*Problem details:*
All lines from the one with "Query: horse head" through the end of the records below are to be given again exactly, and nothing else.

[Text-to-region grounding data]
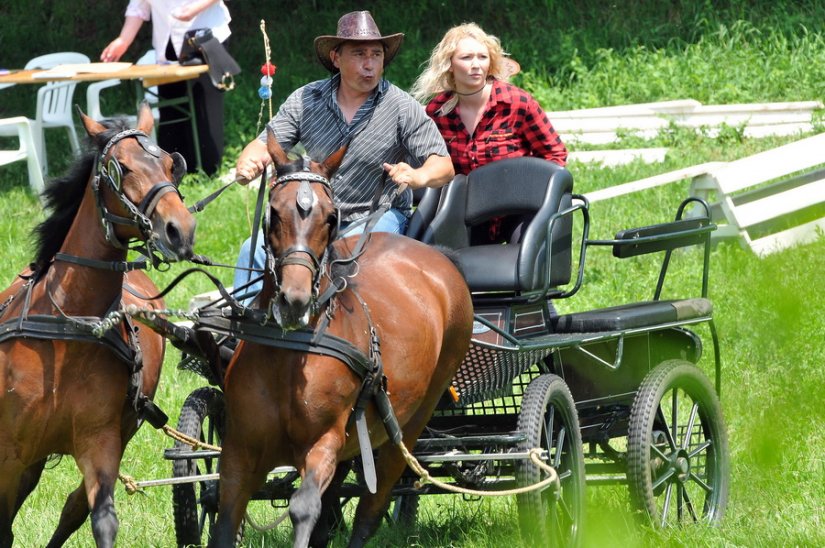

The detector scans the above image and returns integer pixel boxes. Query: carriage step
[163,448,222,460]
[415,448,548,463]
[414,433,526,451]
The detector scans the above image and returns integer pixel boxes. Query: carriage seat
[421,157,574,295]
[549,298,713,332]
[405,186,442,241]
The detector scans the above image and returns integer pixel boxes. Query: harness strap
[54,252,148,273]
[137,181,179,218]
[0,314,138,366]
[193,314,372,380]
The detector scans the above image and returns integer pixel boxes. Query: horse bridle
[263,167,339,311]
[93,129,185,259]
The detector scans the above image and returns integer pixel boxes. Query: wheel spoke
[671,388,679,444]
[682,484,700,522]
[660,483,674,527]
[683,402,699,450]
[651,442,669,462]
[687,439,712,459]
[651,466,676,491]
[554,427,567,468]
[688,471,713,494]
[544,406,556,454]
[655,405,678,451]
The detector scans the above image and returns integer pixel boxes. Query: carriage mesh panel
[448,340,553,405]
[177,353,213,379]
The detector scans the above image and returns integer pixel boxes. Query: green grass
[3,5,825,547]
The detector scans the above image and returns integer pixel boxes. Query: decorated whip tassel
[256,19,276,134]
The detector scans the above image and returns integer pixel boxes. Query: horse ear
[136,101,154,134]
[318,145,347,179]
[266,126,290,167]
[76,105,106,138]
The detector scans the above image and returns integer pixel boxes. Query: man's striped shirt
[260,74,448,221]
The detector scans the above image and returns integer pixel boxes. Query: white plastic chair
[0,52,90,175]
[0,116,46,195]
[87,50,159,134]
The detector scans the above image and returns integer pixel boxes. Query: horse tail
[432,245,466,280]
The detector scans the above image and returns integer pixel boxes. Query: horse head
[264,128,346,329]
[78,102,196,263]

*Finished task:*
The detector scans the above image and returns integer pixel boxes. Query: horse head
[264,128,346,329]
[78,102,196,263]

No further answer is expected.